PASSAGE:
------
The last few, turbulent decades are not short of examples, either. The 5G mast going up on your street and ruining your view; the fact the ethnic makeup of your country is changing; even the way your kids have radically different ideas and values to your own – all these things result from invisible, incomprehensible and faceless forces. Much easier to blame a sinister tech industry, or politicians who hate Britishness, or a shapeless but terrifying new ideology called “woke”.

The biggest events often attract the biggest conspiracy theories, as if we are trying to balance the scales between the apparently tiny cause and world-shakingly huge effect. The notion that the almighty US government was not powerful or competent enough to prevent a few dozen really committed fundamentalists from killing thousands in New York is terrifying. Much easier to believe that the government knew about 9/11 before it happened – and thus that there must have been some reason it chose not to act. In the same way, it’s difficult to grasp, and terrifying to think, that a life-ruining event could be the result of random mutations on a virus on a bat. Easier, from some perspectives, to get your head round the idea it was the work of the Chinese authorities. Or Amazon. Or Bill Gates.

None of this is to say that there are never bad people, doing bad things. There are. But often they’re no more in control than the rest of us. We are all sometimes at the mercy of broad social, economic or biological trends, which we can’t even understand, let alone control. It is, perversely, a comfort to imagine a cackling supervillain presiding over the mess of our lives. If bad people ruined you, after all, then good people could help.
------
TASK INSTRUCTIONS:
1. Retype the passage on conspiracy theories between "None of this" and "people could help.", inclusive.
2. In the passage on conspiracy theories, which three parties are named as figures some people find it easier to blame for the virus?
3. Summarize the passage on conspiracy theories in two sentences.

DATA SECTION:
------
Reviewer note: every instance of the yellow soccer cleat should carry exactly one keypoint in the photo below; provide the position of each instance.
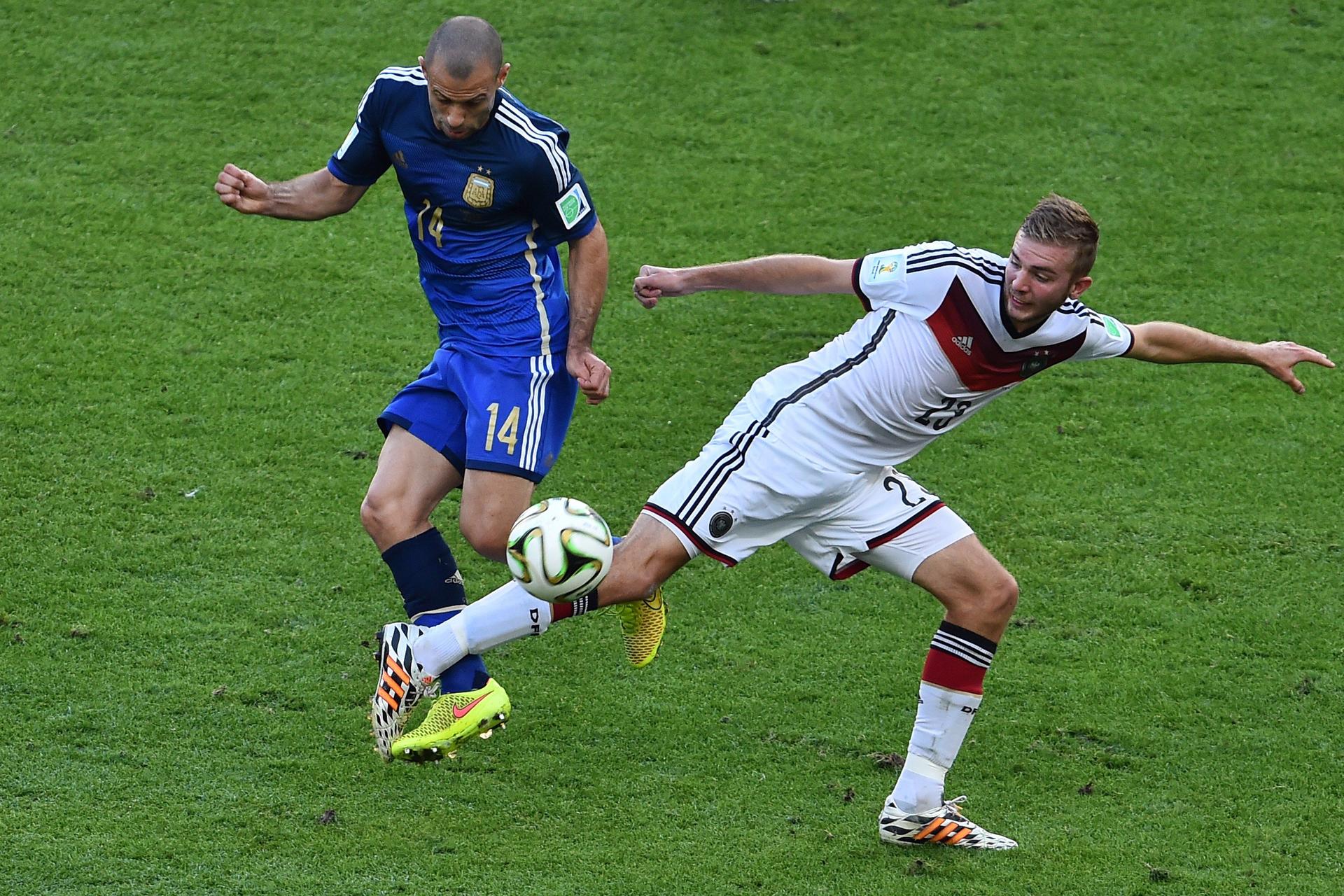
(454, 719)
(643, 624)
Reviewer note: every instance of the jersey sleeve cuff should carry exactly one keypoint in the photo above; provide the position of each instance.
(346, 178)
(582, 229)
(1130, 347)
(858, 289)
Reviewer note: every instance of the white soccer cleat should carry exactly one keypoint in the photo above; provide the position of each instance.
(945, 827)
(401, 682)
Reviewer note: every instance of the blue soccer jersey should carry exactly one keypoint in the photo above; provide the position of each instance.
(484, 214)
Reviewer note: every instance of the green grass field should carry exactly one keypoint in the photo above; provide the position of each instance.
(186, 430)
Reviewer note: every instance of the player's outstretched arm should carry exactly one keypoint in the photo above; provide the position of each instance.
(1164, 343)
(309, 198)
(776, 274)
(588, 273)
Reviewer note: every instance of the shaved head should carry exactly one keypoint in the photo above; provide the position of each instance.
(463, 43)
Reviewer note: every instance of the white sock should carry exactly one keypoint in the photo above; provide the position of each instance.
(504, 614)
(941, 724)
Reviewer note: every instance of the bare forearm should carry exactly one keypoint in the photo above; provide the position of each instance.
(312, 197)
(588, 274)
(1166, 343)
(777, 274)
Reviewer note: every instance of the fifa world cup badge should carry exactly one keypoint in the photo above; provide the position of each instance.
(479, 191)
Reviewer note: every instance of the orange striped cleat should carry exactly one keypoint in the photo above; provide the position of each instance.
(401, 682)
(944, 827)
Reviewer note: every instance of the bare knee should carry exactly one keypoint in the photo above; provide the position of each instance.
(984, 606)
(388, 520)
(1002, 597)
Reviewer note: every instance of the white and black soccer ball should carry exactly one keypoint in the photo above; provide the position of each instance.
(559, 550)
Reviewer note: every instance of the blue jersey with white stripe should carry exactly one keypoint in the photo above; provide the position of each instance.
(484, 214)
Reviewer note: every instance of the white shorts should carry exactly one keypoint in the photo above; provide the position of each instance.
(745, 492)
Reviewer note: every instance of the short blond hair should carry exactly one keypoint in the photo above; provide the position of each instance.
(1057, 220)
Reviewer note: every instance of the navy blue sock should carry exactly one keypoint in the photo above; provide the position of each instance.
(432, 593)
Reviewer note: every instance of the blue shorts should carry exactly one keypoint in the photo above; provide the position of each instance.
(499, 414)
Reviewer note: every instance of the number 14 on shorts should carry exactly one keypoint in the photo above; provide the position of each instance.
(507, 433)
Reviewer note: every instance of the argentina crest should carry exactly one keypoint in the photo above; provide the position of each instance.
(479, 191)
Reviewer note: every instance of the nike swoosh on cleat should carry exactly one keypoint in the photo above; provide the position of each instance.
(460, 713)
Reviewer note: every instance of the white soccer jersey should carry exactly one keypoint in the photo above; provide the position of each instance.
(934, 348)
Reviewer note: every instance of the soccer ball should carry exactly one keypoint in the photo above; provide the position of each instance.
(559, 550)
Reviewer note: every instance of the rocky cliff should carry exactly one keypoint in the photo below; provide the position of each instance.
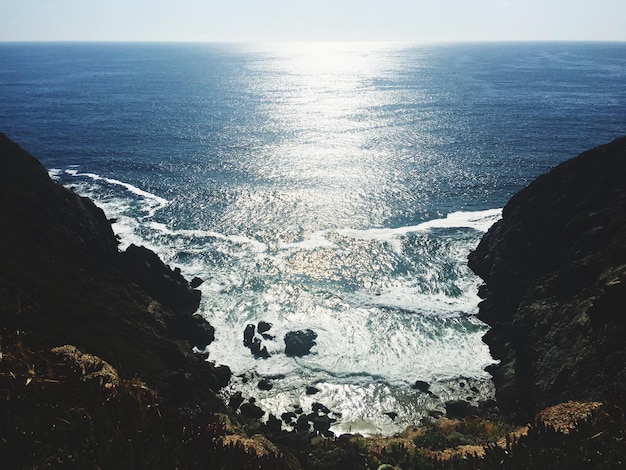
(64, 281)
(554, 269)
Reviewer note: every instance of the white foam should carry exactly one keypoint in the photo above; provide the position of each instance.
(155, 201)
(478, 220)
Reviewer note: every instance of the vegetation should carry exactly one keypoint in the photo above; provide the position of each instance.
(52, 417)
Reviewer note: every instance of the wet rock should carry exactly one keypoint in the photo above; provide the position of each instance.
(250, 410)
(421, 386)
(288, 417)
(273, 425)
(457, 409)
(161, 282)
(263, 327)
(319, 408)
(196, 282)
(302, 424)
(312, 390)
(321, 425)
(299, 343)
(265, 384)
(248, 335)
(392, 414)
(258, 350)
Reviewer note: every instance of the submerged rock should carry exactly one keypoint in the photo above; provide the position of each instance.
(299, 343)
(421, 386)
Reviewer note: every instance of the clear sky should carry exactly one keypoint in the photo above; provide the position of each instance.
(323, 20)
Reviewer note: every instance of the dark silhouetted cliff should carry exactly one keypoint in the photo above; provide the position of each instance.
(63, 281)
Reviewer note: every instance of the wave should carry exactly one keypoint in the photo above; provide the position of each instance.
(155, 202)
(478, 220)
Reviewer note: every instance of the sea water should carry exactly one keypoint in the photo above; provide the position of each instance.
(331, 187)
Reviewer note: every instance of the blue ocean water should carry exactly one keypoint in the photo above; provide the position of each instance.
(332, 187)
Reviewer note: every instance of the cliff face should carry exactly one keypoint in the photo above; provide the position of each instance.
(554, 269)
(64, 281)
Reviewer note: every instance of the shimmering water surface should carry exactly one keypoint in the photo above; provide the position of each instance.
(331, 187)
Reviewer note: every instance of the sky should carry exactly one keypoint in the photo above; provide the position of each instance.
(312, 20)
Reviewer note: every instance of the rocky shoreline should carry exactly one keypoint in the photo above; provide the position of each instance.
(554, 269)
(64, 281)
(80, 318)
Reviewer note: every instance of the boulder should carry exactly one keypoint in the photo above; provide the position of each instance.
(250, 410)
(299, 343)
(265, 384)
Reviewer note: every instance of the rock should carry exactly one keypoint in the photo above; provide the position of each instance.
(63, 271)
(196, 282)
(321, 425)
(273, 425)
(312, 390)
(302, 424)
(392, 414)
(251, 411)
(288, 417)
(248, 335)
(165, 285)
(421, 386)
(319, 408)
(235, 401)
(263, 326)
(299, 343)
(265, 384)
(554, 268)
(191, 328)
(87, 367)
(257, 350)
(456, 409)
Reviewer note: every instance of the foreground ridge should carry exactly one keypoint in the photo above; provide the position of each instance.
(96, 368)
(554, 269)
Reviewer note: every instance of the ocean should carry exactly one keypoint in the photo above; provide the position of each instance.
(332, 187)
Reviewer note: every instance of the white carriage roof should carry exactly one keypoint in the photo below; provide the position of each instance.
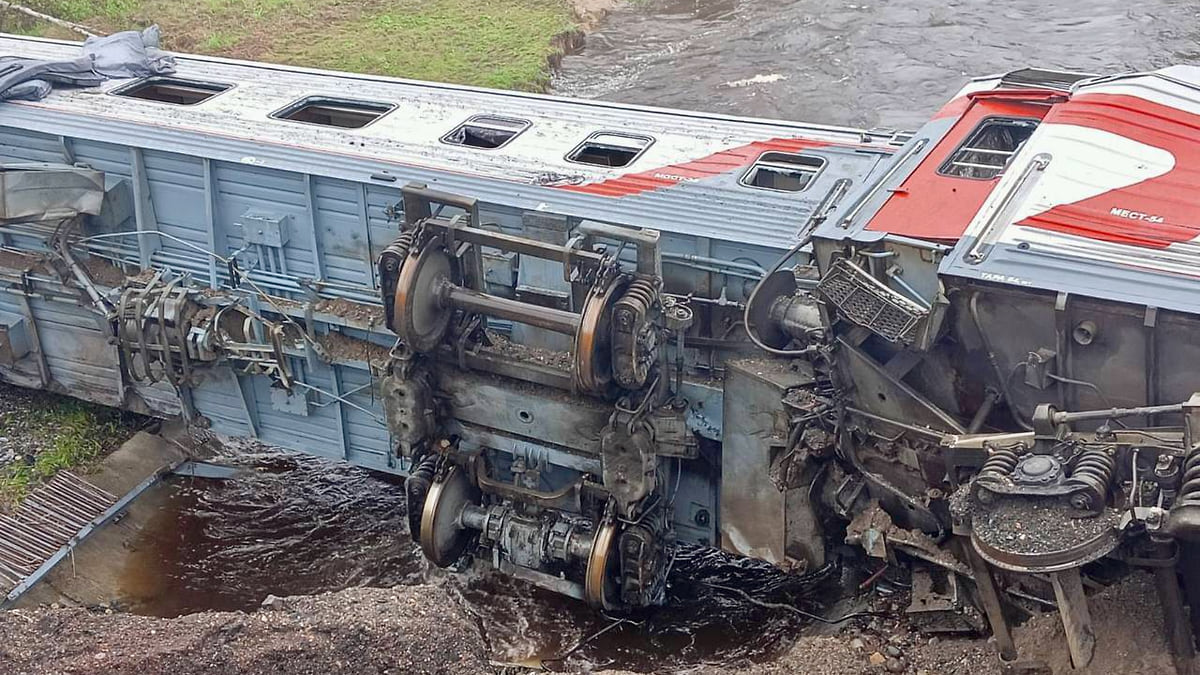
(419, 115)
(1102, 199)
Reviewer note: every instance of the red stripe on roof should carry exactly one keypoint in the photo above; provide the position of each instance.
(1153, 213)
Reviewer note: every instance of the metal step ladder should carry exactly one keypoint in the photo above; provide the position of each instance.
(46, 526)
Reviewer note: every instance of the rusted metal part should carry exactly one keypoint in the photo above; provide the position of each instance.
(1077, 620)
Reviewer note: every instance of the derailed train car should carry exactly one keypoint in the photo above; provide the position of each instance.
(570, 326)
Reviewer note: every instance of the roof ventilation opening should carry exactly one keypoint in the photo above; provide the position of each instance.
(989, 148)
(486, 131)
(605, 149)
(172, 90)
(342, 113)
(783, 172)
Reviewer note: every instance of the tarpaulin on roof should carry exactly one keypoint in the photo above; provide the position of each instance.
(119, 55)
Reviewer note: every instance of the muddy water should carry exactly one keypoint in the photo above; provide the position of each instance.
(297, 525)
(862, 63)
(292, 525)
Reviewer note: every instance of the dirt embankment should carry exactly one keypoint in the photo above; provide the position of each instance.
(421, 629)
(360, 631)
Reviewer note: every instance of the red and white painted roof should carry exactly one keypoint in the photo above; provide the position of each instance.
(1109, 180)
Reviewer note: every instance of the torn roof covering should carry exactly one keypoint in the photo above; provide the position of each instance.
(1102, 199)
(119, 55)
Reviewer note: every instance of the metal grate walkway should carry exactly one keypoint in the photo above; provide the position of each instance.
(46, 524)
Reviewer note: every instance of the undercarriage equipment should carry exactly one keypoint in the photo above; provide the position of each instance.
(971, 347)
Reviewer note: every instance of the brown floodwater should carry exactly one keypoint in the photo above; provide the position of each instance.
(298, 525)
(292, 525)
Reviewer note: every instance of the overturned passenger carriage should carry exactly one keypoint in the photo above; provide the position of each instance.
(587, 330)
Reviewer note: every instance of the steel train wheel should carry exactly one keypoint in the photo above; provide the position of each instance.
(600, 578)
(420, 320)
(443, 539)
(593, 342)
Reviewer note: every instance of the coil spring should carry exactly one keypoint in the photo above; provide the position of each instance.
(641, 292)
(402, 245)
(1095, 470)
(1189, 490)
(1001, 464)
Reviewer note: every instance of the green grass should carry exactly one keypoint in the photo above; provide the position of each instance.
(71, 434)
(502, 43)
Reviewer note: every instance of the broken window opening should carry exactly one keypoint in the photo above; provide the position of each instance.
(487, 132)
(783, 172)
(342, 113)
(609, 149)
(989, 148)
(172, 90)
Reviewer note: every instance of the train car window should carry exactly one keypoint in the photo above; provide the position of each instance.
(342, 113)
(989, 148)
(172, 90)
(609, 149)
(487, 132)
(783, 172)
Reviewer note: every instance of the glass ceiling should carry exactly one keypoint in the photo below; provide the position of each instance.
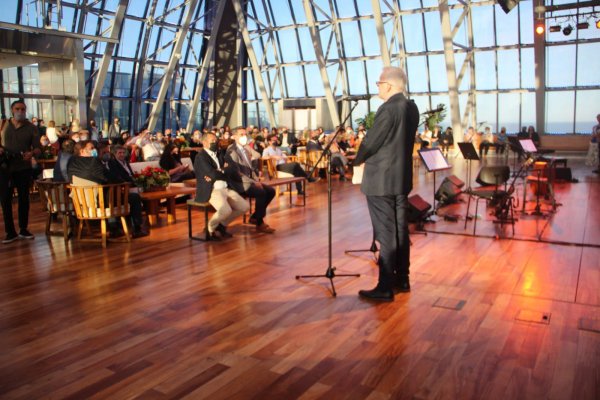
(493, 52)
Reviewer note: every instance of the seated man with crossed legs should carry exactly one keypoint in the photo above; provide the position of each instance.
(242, 177)
(211, 186)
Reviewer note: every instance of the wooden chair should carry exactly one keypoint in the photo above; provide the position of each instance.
(56, 195)
(313, 157)
(100, 202)
(491, 180)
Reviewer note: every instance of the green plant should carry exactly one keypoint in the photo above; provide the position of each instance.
(367, 120)
(434, 118)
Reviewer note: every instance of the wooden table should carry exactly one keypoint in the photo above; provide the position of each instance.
(152, 202)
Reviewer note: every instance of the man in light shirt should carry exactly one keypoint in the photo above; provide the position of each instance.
(282, 164)
(211, 186)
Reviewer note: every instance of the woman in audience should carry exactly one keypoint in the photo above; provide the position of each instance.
(170, 161)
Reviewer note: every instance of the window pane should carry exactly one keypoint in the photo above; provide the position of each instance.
(559, 111)
(587, 109)
(560, 68)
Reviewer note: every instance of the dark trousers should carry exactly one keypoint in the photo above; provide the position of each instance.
(295, 169)
(135, 211)
(390, 225)
(262, 196)
(8, 181)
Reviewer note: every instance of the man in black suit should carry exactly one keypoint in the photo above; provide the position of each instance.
(211, 186)
(387, 154)
(119, 166)
(242, 176)
(86, 165)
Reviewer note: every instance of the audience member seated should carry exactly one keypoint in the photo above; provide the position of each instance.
(469, 136)
(283, 165)
(86, 165)
(314, 144)
(170, 161)
(338, 156)
(60, 168)
(211, 186)
(288, 141)
(242, 177)
(447, 140)
(153, 148)
(533, 135)
(426, 138)
(502, 141)
(487, 140)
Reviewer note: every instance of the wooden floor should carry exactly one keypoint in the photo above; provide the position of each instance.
(165, 317)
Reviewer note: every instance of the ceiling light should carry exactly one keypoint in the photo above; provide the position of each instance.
(539, 28)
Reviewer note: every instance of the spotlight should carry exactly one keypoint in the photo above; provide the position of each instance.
(539, 28)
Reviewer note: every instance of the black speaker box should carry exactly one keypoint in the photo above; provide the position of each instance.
(449, 190)
(417, 208)
(559, 174)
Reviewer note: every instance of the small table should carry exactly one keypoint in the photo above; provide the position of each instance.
(152, 202)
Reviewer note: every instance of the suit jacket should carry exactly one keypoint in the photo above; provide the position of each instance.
(90, 168)
(204, 165)
(119, 172)
(312, 145)
(239, 175)
(387, 148)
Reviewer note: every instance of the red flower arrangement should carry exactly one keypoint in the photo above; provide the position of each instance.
(151, 178)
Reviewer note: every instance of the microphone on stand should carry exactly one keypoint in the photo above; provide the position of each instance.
(357, 98)
(439, 109)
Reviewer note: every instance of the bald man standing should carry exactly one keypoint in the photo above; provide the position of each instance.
(386, 152)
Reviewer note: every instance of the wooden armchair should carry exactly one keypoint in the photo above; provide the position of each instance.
(56, 195)
(100, 202)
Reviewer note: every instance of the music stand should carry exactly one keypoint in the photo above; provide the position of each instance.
(469, 153)
(434, 161)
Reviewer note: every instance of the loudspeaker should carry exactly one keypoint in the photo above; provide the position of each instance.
(449, 190)
(558, 174)
(507, 5)
(417, 208)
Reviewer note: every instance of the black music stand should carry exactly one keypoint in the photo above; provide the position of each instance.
(434, 161)
(469, 153)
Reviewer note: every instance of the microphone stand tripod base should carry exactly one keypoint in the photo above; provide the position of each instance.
(329, 274)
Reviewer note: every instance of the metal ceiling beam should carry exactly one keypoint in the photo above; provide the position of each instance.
(115, 31)
(254, 62)
(203, 70)
(173, 61)
(316, 39)
(33, 29)
(447, 39)
(385, 53)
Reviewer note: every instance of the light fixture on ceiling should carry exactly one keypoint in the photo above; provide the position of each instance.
(540, 27)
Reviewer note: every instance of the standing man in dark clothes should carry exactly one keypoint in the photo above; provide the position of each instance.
(19, 143)
(387, 154)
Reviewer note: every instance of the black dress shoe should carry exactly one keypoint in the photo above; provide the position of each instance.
(223, 231)
(402, 285)
(377, 294)
(214, 237)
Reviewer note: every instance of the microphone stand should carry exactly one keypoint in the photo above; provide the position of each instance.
(330, 272)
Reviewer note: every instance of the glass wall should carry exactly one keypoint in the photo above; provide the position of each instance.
(501, 47)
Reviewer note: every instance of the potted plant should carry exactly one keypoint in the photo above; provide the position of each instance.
(151, 179)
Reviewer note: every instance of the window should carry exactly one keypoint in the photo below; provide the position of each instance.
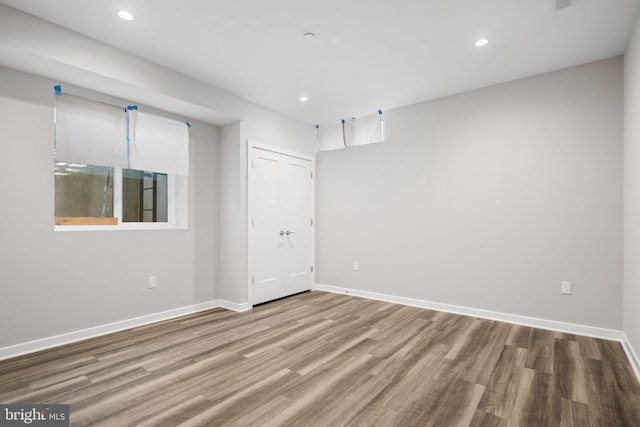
------
RESULTS OF THE EXERCISE:
1.
None of this is to say that there are never bad people, doing bad things. There are. But often they’re no more in control than the rest of us. We are all sometimes at the mercy of broad social, economic or biological trends, which we can’t even understand, let alone control. It is, perversely, a comfort to imagine a cackling supervillain presiding over the mess of our lives. If bad people ruined you, after all, then good people could help.

2. The Chinese authorities, Amazon, and Bill Gates.

3. Large, frightening changes and events, from 5G masts to 9/11 to a virus from a bat, often stem from invisible or random forces, so people find it easier to blame a sinister group or figure instead. Although bad people do exist, they are often no more in control than anyone else, and imagining a supervillain is perversely comforting because if bad people caused the harm, good people could help.